Selected extract:
++++
In matters of the petty villages, forming one-half of the population, the ministerial department acts most decisively. It says: "We provide schools where there is a building and where the peasants of the township have collected enough money to support a teacher at two hundred roubles. We will contribute from the County Council what is wanting, and the school is entered on the lists." The villages that are removed from the school may send their children there, if they so wish. Of course, the peasants do not take their children there, because it is too far, and yet they pay. Thus, in the Yásenets township all pay for three schools, but only 450 souls in three villages make use of the school, though there are in all three thousand souls; thus, only one-seventh of the population makes use of the school, though all pay for it. In the Chermóshen township there are nine hundred souls and there is a school there, but only thirty pupils attend it, because all the villages of that township are scattered. To nine hundred souls there ought to be four hundred pupils. And yet, both in the Yásenets and the Chermóshen townships the question of the distribution of schools is regarded as satisfactorily solved.
In matters of the choice of a teacher, the masses are again guided by quite different views from the County Council. In choosing a teacher, the masses look upon him in their own way, and judge him accordingly. If the teacher has been in the neighbourhood, and the masses know what the results of his teaching are, they value him according to these results as a good or as a bad teacher; but, in addition to the scholastic qualities, the masses demand that the teacher shall be a man who stands in close relations to the peasant, able to understand his life and to speak Russian, and so they will always prefer a country to a city teacher. In doing so, the masses have no bias and no antipathy toward any class in particular: he may be a gentleman, official, burgher, soldier, sexton, priest,—that makes no difference so long as he is a simple man and a Russian. For this reason the peasants have no cause for excluding clerical persons, as the County Councils do. The County Councils select their teachers from among strangers, getting them from the cities, while the masses look for them among themselves. But the chief difference in this respect between the view of the Communes and that of the County Council consists in this: the County Council has only one type,—the teacher who has attended pedagogical courses, who has finished a course in a seminary or school, at two hundred roubles; but with the masses, who do not exclude this teacher and appreciate him, if he is good, there are gradations of all kinds of teachers. Besides, with the majority of school councils there are definite favourite types of teachers, for the most part such as are foreign to the masses and antagonistic to them, and other types which the school councils dislike. Thus, evidently, the favourite type of many counties of the Government of Túla are lady teachers; the disliked type are the clerical persons, and in the whole of the Túla and Krapívensk counties there is not one school with a teacher from the clergy, which is quite remarkable from an administrative point of view. In Krapívensk County there are fifty parishes. The clerical persons are the cheapest of teachers, because they are permanently settled and for the most part can teach in their own houses with the aid of their wives and daughters,—and these are, it seems, purposely avoided, as though they were very harmful people.
++++
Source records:
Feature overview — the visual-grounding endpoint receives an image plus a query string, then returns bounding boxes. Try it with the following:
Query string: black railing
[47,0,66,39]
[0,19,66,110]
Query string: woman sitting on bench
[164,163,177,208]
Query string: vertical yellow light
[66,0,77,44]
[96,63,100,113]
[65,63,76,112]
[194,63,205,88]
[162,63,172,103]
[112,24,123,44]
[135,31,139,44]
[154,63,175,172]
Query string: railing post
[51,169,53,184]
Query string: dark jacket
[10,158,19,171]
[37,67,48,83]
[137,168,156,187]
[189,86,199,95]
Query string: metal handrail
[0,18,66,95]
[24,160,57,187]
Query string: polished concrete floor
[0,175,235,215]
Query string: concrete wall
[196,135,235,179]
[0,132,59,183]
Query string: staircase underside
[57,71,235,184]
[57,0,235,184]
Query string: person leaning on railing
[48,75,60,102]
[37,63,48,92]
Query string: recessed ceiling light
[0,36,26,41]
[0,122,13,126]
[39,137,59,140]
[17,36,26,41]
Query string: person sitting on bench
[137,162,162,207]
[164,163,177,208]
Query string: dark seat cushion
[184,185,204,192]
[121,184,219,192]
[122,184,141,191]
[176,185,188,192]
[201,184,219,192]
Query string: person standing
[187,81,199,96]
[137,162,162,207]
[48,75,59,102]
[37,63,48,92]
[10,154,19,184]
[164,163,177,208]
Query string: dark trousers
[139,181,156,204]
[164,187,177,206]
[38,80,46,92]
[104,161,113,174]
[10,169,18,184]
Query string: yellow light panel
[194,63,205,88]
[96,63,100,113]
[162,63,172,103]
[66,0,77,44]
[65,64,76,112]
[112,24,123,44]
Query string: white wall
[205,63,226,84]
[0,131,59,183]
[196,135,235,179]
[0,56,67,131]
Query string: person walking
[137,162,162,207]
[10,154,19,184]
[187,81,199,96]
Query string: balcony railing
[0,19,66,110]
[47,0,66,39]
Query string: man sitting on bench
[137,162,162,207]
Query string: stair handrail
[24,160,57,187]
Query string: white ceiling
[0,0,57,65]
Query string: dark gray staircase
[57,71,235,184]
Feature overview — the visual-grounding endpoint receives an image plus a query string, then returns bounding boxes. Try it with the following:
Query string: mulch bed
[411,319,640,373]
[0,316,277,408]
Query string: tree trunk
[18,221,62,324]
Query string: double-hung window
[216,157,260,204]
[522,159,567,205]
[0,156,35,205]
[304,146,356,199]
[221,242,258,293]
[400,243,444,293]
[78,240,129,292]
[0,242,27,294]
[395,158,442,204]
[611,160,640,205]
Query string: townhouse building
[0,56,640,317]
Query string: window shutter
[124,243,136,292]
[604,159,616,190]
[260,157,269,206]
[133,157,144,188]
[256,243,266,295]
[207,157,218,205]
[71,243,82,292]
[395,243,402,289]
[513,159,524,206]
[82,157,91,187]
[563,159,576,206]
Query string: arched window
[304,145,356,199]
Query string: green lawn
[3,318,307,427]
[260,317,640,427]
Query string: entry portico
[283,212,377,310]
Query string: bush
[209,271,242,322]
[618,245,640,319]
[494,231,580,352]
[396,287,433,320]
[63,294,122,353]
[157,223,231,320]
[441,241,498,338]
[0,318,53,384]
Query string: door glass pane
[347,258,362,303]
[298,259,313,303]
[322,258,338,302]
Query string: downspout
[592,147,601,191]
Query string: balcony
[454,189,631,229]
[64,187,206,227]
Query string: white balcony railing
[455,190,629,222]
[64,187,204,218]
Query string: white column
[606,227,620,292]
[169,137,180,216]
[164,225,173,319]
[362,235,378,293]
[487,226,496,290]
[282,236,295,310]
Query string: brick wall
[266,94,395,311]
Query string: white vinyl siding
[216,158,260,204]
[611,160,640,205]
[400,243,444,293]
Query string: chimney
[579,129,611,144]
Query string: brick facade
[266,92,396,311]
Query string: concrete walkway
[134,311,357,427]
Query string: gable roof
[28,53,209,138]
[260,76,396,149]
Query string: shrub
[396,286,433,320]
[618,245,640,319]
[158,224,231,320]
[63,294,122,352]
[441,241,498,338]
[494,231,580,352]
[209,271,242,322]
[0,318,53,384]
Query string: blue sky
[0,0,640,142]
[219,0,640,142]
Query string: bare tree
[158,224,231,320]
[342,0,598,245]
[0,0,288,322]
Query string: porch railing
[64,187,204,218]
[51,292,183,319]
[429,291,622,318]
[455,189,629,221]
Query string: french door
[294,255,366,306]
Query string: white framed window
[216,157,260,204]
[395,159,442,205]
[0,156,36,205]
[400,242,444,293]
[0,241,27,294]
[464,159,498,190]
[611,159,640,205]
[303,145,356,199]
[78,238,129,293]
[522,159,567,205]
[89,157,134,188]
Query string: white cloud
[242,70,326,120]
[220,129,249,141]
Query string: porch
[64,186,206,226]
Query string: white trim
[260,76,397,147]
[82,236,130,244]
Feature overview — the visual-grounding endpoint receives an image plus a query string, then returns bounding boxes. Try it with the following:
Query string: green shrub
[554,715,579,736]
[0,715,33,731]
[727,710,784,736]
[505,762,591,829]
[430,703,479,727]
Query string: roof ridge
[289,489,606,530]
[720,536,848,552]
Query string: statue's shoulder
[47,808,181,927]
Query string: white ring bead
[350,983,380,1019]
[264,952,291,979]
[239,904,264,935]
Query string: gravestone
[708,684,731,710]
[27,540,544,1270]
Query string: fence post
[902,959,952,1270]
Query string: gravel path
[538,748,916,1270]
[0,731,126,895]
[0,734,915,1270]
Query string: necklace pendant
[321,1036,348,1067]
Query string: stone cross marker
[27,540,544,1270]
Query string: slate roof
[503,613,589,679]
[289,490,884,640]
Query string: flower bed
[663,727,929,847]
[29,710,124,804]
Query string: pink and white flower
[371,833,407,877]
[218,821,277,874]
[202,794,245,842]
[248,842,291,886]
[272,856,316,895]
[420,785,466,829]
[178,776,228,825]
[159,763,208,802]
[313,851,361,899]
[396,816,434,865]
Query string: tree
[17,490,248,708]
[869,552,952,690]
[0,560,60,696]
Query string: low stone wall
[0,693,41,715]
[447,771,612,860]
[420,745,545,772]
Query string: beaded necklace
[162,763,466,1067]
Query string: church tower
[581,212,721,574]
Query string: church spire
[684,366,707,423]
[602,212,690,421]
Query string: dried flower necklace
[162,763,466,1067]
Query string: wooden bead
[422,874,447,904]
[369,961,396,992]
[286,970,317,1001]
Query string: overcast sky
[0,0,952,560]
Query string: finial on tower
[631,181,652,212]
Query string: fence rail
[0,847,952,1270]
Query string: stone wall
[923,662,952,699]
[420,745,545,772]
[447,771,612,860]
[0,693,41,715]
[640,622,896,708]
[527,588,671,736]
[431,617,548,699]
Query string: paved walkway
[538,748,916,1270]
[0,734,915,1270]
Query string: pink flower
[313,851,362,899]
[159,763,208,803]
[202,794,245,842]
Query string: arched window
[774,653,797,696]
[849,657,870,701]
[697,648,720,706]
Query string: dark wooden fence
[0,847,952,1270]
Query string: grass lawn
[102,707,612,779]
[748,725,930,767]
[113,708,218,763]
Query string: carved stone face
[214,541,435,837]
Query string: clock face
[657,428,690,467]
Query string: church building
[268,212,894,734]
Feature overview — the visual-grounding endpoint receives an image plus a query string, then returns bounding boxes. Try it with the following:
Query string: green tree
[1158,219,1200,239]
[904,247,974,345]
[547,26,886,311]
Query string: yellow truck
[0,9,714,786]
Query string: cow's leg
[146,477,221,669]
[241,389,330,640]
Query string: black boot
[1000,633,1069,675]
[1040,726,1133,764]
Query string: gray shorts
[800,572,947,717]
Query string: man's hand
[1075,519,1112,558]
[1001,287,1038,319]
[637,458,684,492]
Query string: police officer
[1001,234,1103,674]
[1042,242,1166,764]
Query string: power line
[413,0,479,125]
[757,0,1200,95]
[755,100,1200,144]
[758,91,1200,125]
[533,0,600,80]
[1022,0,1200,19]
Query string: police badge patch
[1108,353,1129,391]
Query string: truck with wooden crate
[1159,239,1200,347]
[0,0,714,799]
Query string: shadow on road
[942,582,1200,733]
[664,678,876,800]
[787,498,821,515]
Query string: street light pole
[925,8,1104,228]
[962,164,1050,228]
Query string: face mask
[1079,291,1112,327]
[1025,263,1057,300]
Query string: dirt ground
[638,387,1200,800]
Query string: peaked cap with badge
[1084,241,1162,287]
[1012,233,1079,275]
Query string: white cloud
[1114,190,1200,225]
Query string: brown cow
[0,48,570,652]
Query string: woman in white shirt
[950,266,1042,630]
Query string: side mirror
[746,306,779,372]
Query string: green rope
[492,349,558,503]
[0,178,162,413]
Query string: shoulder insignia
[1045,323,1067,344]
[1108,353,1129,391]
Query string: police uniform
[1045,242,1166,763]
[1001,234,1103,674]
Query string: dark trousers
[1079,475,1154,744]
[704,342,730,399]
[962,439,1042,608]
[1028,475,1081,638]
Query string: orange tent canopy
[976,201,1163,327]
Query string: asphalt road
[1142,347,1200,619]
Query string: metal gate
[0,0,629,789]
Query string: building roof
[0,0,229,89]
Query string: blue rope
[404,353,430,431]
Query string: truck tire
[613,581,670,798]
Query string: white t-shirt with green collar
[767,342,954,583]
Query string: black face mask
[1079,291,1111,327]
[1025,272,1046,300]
++++
Problems to solve:
1) According to the passage on village schools, why are clerical persons the cheapest teachers?
2) Reproduce the stretch of the listing from the line containing "Query string: french door" through the line containing "[64,186,206,226]", swapping "porch" for "veranda" and keeping all else the same.

Answers below:
1) They are permanently settled, and for the most part they can teach in their own houses with the aid of their wives and daughters.

2)
Query string: french door
[294,255,366,306]
Query string: white framed window
[216,157,260,204]
[395,159,442,205]
[0,156,36,205]
[400,242,444,293]
[0,241,27,294]
[464,159,498,190]
[611,159,640,205]
[303,145,356,199]
[78,238,129,293]
[522,159,567,205]
[89,157,134,188]
Query string: white cloud
[242,70,326,120]
[220,129,249,141]
Query string: veranda
[64,186,206,226]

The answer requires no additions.